Yes, this means that a given suit of armor will, in a drawn out fight, be ruined fairly quickly. I recommend allowing PCs to make untrained (or trained, if they’ve got the tools and skills) repair checks. Based upon the amount of time and materials available, I recommend allowing repair checks to fix anywhere from 1 HP per 5 points rolled on a repair check to 1 HP per 1 point rolled on the check. That’s totally a DM-discretion kind of a thing, but I don’t recommend allowing a character to repair more than 50% of a suit of armor’s HP without proper training or tools, and I’d suggest making each check after the first progressively more difficult, forcing untrained characters to seek out the services of an armorsmith when one is available.

This last issue that I’ll address regarding the armor damage rules is one that hadn’t occurred to me until one of my players brought it up in play testing. Under the current AC rules there’s no system in place for layering armor, but with armor damage rules in effect the practice becomes much more tempting. Here’s my take on it.

* INFORMATION GIVEN
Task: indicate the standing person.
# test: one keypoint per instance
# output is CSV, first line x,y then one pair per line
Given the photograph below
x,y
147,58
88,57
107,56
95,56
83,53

* TO BE DONE
a) Turn every line of the records into a Markdown table with the columns "Row" and "Line", numbering the rows and leaving out blank lines.
b) Go on with the text on armor damage rules from where it stops.

* ANSWERS FOR THIS EXERCISE
a)
| Row | Line |
|---|---|
| 1 | Task: indicate the standing person. |
| 2 | # test: one keypoint per instance |
| 3 | # output is CSV, first line x,y then one pair per line |
| 4 | Given the photograph below |
| 5 | x,y |
| 6 | 147,58 |
| 7 | 88,57 |
| 8 | 107,56 |
| 9 | 95,56 |
| 10 | 83,53 |

b)
First off, common sense should rule the day. You can’t wear a breastplate under a suit of full plate, but you could wear a chain or leather shirt. Even if you could, the added weight of the second suit of heavy armor would essentially immobilize most characters. To that end, I recommend allowing only light armors like padded, leather, and chain shirts to be worn underneath other armor (I would also disallow wearing 2 suits of light armor…no padded-beneath-leather combos). Normal bonus-stacking rules apply…which is to say, they don’t. A person wearing a leather shirt under half-plate would use the armor bonus from the half-plate alone. Similarly, the phantom AC bonuses from the two suits of armor overlap rather than stacking. Armor check penalties should stack and then have an additional –2 added to them. The maximum Dexterity bonus of the most restrictive armor should be used and then reduced by 2. This means that half-plate over leather provides the following stats: AC 7 and Max Dex –2. The benefits of wearing layered armor come into play when the defender’s armor suffers a hit. Let’s go back to the example of the paladin used above, but this time we’ll say he’s wearing leather armor under his full plate. His armor stats would thus be AC 8, Max Dex –1. Plate: CR 6, Hardness 5, DT 10, HP 80; Leather: CR 2, Hardness 1, DT 2, HP 80. His AC chain now looks like this:

0-9 Base (minus 1 for a low Dexterity)
10-11 Divine
12-13 Shield
14-22 Armor
23-24 Phantom (leather and plate)
25-28 Phantom (plate)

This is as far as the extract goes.